▶ WHAT YOU NEED TO DO:
1. In the comments about the film "Three Apples Fell from Heaven," which article is the only source the writer found for Sona Tatoyan's alleged statements?
2. Reproduce everything in the comments about the film from "It is unfortunate" down to "in all fronts.".
[Begin DOCUMENT EXTRACT]
To be fair, the Radikal interview about Sona Tatoyan and her film ‘Three Apples Fell from Heaven,” which Umit Yigit posted a link to above, may have misrepresented her words to present a view more palatable to the Turkish audience. If so, I apologize if I was too quick to critique her alleged comments. I have read several articles on the project and watched her civil.net interview with Salpi Ghazarian and she never makes a statement like “Armenians need to forget the genocide” or accuses Armenians of consoling themselves with ‘constant victimization,” in any of them but the Radikal article.

#111 Comment By Umit Yigit On January 22, 2013 @ 5:18 pm

It is unfortunate that it takes a huge amount of time until comments are published, but I cannot complain.. at least it is not censored, as I experienced in some Turkish newspapers I post about this topic:) . But peace is not easy without fighting in all fronts.
[End DOCUMENT EXTRACT]
[Begin ROWS]
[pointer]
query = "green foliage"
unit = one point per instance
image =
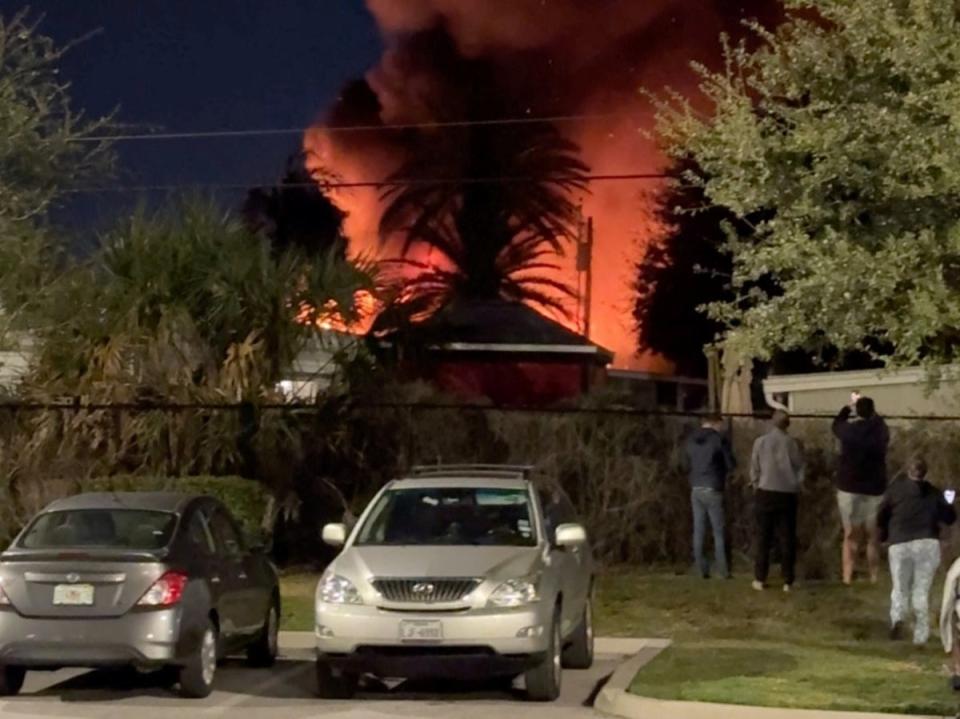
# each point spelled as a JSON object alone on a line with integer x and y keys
{"x": 842, "y": 132}
{"x": 45, "y": 147}
{"x": 187, "y": 301}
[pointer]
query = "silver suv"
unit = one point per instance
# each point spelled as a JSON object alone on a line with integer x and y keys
{"x": 457, "y": 571}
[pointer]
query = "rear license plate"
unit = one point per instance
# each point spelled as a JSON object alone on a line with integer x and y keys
{"x": 73, "y": 595}
{"x": 421, "y": 631}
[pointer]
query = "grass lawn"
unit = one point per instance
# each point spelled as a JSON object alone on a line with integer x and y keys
[End ROWS]
▶ ANSWER LIST:
1. The Radikal article.

2.
It is unfortunate that it takes a huge amount of time until comments are published, but I cannot complain.. at least it is not censored, as I experienced in some Turkish newspapers I post about this topic:) . But peace is not easy without fighting in all fronts.